Extracted data entries
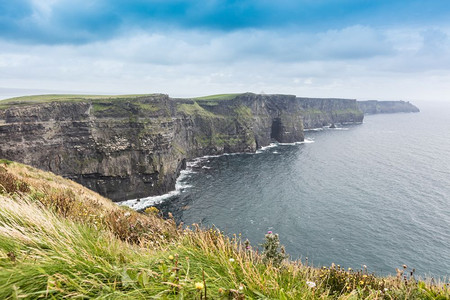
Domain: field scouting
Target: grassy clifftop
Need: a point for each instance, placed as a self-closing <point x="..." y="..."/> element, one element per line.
<point x="59" y="239"/>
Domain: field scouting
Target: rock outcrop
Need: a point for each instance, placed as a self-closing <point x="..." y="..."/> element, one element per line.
<point x="135" y="146"/>
<point x="386" y="107"/>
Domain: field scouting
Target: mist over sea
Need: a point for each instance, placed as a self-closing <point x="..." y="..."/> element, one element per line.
<point x="374" y="194"/>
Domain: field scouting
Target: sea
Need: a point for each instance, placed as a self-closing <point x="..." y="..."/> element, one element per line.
<point x="374" y="194"/>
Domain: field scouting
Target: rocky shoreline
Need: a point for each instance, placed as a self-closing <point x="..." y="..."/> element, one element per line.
<point x="128" y="147"/>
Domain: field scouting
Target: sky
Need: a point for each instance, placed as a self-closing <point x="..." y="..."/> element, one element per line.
<point x="363" y="49"/>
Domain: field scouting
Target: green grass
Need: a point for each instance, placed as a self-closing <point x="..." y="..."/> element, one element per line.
<point x="195" y="109"/>
<point x="59" y="240"/>
<point x="218" y="97"/>
<point x="38" y="99"/>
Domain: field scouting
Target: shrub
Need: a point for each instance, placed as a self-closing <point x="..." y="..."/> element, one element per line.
<point x="272" y="251"/>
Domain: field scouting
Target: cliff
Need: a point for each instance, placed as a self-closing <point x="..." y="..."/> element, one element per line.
<point x="134" y="146"/>
<point x="384" y="107"/>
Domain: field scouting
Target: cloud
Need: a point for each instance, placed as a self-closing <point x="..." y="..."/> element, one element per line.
<point x="356" y="61"/>
<point x="81" y="22"/>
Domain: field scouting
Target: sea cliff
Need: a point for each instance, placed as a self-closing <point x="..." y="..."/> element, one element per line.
<point x="134" y="146"/>
<point x="386" y="107"/>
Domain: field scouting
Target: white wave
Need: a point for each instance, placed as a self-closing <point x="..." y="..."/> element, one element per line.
<point x="339" y="128"/>
<point x="271" y="145"/>
<point x="152" y="200"/>
<point x="307" y="141"/>
<point x="314" y="129"/>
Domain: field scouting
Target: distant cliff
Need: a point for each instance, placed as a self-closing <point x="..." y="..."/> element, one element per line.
<point x="134" y="146"/>
<point x="385" y="107"/>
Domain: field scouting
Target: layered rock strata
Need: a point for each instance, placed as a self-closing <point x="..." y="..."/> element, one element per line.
<point x="135" y="146"/>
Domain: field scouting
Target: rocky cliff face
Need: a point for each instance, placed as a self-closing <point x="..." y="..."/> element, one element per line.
<point x="136" y="146"/>
<point x="385" y="107"/>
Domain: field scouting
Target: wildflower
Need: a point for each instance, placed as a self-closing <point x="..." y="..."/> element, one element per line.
<point x="199" y="286"/>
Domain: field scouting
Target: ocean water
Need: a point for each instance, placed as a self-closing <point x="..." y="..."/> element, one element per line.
<point x="375" y="194"/>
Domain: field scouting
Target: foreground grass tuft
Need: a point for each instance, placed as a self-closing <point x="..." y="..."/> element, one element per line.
<point x="60" y="240"/>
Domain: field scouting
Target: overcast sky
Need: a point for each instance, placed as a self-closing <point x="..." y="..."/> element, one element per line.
<point x="364" y="49"/>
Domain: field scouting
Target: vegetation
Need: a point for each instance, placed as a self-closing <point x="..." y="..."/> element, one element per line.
<point x="60" y="240"/>
<point x="38" y="99"/>
<point x="218" y="97"/>
<point x="195" y="109"/>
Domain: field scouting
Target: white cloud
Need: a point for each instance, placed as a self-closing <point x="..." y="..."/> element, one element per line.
<point x="355" y="62"/>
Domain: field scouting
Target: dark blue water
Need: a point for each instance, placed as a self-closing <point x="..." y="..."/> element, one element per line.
<point x="375" y="194"/>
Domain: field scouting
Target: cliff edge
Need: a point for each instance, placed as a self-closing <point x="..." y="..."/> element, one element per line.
<point x="135" y="146"/>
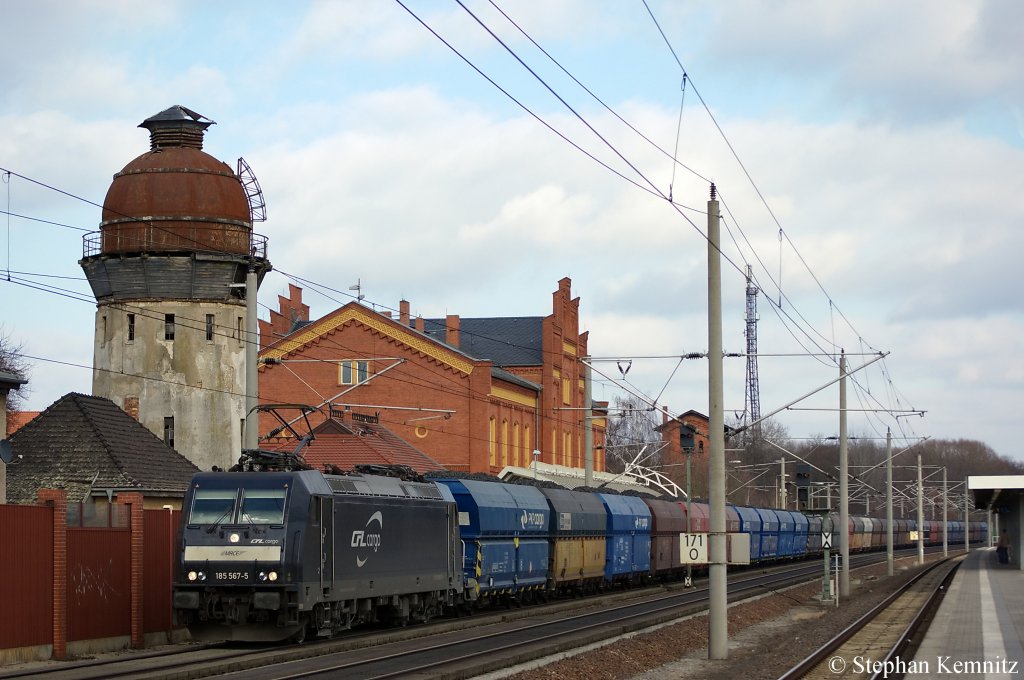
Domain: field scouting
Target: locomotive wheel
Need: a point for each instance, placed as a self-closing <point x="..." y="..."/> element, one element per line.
<point x="300" y="635"/>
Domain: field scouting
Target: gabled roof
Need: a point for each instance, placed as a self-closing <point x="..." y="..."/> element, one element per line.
<point x="346" y="444"/>
<point x="353" y="311"/>
<point x="504" y="340"/>
<point x="83" y="442"/>
<point x="18" y="419"/>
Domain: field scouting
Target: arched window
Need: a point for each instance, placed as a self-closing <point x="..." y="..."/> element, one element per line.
<point x="505" y="441"/>
<point x="493" y="441"/>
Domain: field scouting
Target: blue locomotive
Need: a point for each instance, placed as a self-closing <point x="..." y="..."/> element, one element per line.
<point x="276" y="555"/>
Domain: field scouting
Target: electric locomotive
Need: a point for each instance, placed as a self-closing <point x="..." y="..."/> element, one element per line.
<point x="278" y="555"/>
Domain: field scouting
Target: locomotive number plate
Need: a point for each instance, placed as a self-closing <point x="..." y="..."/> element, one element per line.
<point x="231" y="576"/>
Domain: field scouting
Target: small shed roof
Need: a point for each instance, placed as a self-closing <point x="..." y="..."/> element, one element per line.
<point x="85" y="443"/>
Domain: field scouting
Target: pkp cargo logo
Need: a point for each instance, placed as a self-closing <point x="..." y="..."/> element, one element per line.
<point x="369" y="538"/>
<point x="531" y="519"/>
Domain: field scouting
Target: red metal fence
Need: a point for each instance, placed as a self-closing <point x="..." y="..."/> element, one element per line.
<point x="62" y="582"/>
<point x="159" y="556"/>
<point x="98" y="580"/>
<point x="26" y="576"/>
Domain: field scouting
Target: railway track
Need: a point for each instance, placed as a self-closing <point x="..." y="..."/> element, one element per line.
<point x="868" y="646"/>
<point x="454" y="648"/>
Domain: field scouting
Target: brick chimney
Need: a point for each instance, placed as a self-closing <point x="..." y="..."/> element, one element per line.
<point x="452" y="330"/>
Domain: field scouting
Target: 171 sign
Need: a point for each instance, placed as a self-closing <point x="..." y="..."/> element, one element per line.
<point x="693" y="548"/>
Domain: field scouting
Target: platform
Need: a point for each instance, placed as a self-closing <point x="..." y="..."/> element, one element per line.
<point x="978" y="630"/>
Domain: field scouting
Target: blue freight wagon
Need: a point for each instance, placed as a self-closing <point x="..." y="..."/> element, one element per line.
<point x="504" y="529"/>
<point x="628" y="547"/>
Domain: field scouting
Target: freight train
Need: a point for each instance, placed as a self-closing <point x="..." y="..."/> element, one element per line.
<point x="289" y="554"/>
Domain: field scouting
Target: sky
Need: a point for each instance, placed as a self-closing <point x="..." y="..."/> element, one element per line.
<point x="465" y="158"/>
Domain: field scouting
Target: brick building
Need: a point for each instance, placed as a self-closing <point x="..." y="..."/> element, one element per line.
<point x="686" y="434"/>
<point x="474" y="394"/>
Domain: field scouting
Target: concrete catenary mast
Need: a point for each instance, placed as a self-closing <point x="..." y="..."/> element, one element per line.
<point x="753" y="388"/>
<point x="168" y="270"/>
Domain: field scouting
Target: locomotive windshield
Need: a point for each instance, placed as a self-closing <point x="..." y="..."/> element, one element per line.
<point x="212" y="506"/>
<point x="263" y="506"/>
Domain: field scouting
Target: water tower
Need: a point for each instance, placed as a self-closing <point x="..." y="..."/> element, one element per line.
<point x="168" y="268"/>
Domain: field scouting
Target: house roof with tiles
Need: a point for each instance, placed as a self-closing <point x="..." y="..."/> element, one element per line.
<point x="86" y="444"/>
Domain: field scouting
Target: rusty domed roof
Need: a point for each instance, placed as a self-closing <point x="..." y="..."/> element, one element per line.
<point x="176" y="197"/>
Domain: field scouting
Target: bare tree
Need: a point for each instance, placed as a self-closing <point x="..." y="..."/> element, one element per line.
<point x="12" y="360"/>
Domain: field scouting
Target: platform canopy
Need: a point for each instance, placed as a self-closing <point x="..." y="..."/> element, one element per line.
<point x="990" y="490"/>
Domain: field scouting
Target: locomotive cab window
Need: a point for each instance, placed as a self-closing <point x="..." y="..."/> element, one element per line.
<point x="213" y="506"/>
<point x="263" y="506"/>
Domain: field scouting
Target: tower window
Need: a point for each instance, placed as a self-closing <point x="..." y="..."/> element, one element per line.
<point x="169" y="431"/>
<point x="353" y="373"/>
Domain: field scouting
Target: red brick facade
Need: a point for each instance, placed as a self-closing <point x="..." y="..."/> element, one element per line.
<point x="432" y="394"/>
<point x="674" y="457"/>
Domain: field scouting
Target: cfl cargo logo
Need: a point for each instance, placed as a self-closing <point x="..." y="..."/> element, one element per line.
<point x="369" y="538"/>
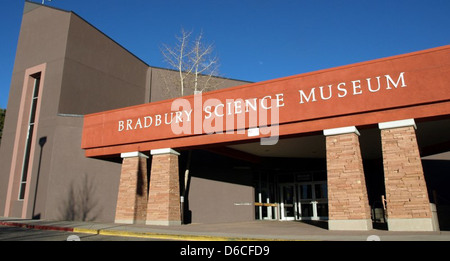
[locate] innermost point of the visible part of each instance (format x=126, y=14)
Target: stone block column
x=132, y=197
x=163, y=206
x=348, y=203
x=407, y=203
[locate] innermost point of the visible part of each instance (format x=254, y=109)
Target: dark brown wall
x=220, y=189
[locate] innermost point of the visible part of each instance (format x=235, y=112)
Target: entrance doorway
x=292, y=196
x=303, y=201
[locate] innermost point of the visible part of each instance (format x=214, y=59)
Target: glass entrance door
x=288, y=205
x=303, y=201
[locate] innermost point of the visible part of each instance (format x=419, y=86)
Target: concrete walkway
x=241, y=231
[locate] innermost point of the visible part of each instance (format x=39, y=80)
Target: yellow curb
x=85, y=230
x=165, y=236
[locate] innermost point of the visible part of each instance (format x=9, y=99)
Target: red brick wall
x=406, y=191
x=132, y=197
x=347, y=193
x=164, y=193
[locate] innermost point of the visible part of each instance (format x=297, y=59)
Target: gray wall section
x=88, y=72
x=37, y=44
x=99, y=74
x=79, y=188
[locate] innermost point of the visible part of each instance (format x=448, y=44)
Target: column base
x=353, y=224
x=163, y=222
x=411, y=224
x=129, y=221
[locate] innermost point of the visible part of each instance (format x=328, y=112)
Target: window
x=29, y=138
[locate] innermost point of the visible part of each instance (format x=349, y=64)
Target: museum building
x=90, y=135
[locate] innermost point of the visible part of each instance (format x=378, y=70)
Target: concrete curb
x=123, y=233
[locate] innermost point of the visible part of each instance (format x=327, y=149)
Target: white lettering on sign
x=209, y=115
x=355, y=87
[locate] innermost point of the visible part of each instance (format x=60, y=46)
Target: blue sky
x=255, y=40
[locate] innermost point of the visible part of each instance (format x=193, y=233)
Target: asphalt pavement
x=258, y=230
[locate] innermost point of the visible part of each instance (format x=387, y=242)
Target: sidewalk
x=241, y=231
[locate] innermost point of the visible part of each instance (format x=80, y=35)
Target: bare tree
x=195, y=63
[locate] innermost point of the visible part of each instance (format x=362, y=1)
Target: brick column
x=164, y=194
x=132, y=197
x=348, y=204
x=407, y=203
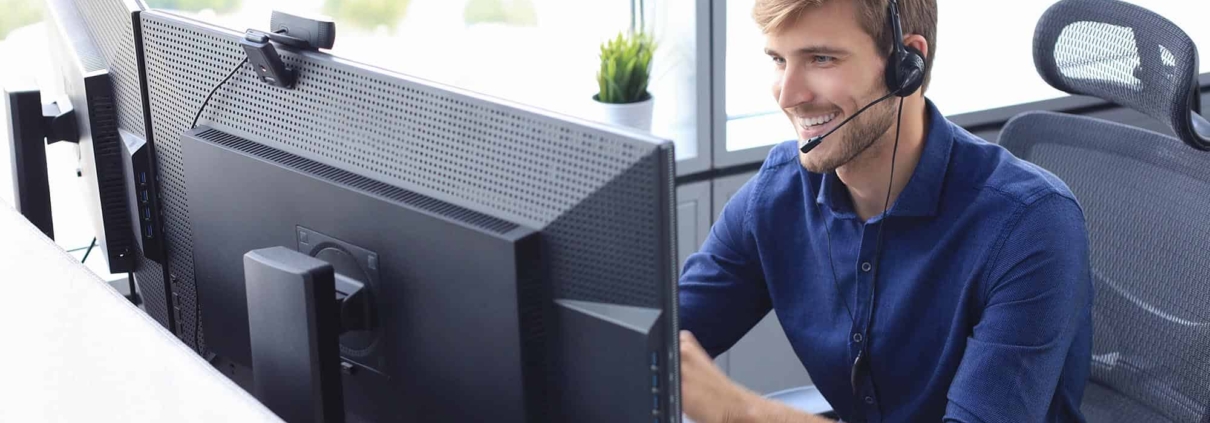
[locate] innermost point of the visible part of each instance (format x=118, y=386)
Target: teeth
x=818, y=120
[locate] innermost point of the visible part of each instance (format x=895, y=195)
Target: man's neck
x=866, y=175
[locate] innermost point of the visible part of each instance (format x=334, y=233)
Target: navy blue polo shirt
x=981, y=308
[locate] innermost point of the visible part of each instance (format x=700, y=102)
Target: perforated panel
x=601, y=197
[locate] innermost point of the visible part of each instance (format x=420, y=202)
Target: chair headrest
x=1125, y=54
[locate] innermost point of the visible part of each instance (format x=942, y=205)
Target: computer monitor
x=82, y=76
x=115, y=28
x=519, y=265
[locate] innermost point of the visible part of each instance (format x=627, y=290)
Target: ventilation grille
x=534, y=301
x=149, y=277
x=358, y=183
x=110, y=181
x=111, y=25
x=593, y=192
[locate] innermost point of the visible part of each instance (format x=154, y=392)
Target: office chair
x=1145, y=196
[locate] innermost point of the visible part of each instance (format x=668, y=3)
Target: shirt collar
x=922, y=193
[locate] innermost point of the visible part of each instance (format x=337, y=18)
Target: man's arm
x=709, y=397
x=1038, y=307
x=722, y=293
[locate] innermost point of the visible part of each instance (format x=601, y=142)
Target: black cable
x=194, y=125
x=134, y=295
x=88, y=251
x=877, y=245
x=197, y=330
x=835, y=278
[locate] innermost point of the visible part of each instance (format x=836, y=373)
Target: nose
x=791, y=88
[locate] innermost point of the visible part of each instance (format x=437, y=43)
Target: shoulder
x=777, y=175
x=1017, y=183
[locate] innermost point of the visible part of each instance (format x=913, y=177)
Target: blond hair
x=916, y=16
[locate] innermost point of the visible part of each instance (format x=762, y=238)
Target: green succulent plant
x=626, y=67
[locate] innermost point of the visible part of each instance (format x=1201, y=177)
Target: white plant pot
x=634, y=115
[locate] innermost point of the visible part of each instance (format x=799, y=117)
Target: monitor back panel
x=601, y=197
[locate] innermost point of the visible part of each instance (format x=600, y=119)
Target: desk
x=76, y=351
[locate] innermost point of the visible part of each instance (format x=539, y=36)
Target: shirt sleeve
x=722, y=293
x=1038, y=305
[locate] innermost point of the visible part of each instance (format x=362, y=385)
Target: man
x=975, y=303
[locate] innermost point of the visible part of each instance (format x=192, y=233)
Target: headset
x=904, y=75
x=905, y=67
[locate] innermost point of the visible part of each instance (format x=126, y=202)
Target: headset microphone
x=811, y=144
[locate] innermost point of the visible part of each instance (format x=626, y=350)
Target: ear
x=916, y=40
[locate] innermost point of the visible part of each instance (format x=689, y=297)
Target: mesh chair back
x=1127, y=54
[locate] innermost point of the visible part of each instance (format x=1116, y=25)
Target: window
x=983, y=63
x=537, y=52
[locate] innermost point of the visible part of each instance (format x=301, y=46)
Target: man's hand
x=707, y=394
x=709, y=397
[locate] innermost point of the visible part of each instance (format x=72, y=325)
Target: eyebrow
x=812, y=50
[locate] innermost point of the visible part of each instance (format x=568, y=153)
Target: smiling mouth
x=810, y=127
x=811, y=122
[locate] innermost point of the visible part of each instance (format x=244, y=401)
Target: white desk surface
x=73, y=349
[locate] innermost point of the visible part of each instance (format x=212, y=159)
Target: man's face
x=827, y=69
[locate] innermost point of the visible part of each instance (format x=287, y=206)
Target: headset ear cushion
x=910, y=73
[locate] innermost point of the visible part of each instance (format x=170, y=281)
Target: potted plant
x=622, y=80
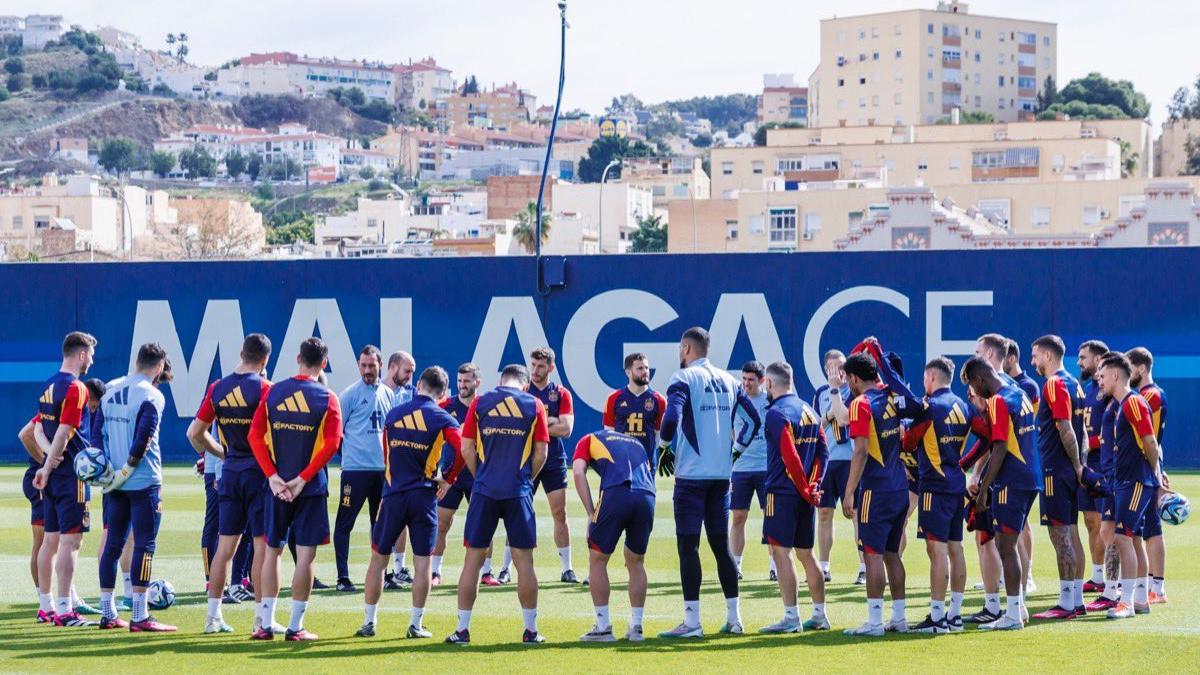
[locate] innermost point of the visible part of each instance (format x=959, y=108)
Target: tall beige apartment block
x=916, y=66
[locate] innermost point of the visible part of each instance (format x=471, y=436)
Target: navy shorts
x=36, y=511
x=881, y=518
x=415, y=509
x=1132, y=503
x=789, y=521
x=65, y=505
x=940, y=517
x=745, y=484
x=622, y=509
x=1059, y=500
x=701, y=503
x=833, y=485
x=304, y=518
x=1011, y=508
x=484, y=514
x=553, y=475
x=241, y=497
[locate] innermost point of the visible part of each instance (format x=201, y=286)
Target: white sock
x=732, y=610
x=298, y=609
x=603, y=620
x=107, y=607
x=1014, y=607
x=991, y=603
x=875, y=611
x=955, y=603
x=1066, y=593
x=139, y=607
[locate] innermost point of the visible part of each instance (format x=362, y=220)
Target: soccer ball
x=1174, y=508
x=90, y=464
x=160, y=595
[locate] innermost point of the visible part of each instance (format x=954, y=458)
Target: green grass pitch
x=1167, y=640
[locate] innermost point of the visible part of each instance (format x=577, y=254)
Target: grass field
x=1167, y=640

*Required work*
An exact copy is required of the lines from the start of the records above through the line with "Target: mist over sea", and only those, without any pictures.

*Your solution*
Domain: field scouting
Target: grassy clifftop
Need: a point for each instance, placed as a self-closing <point x="..." y="..."/> element, one element per line.
<point x="59" y="239"/>
Domain: field scouting
Target: rock outcrop
Need: a point for each instance, placed as a self-closing <point x="..." y="..."/> element, one element per line.
<point x="135" y="146"/>
<point x="386" y="107"/>
Domain: field scouting
Target: mist over sea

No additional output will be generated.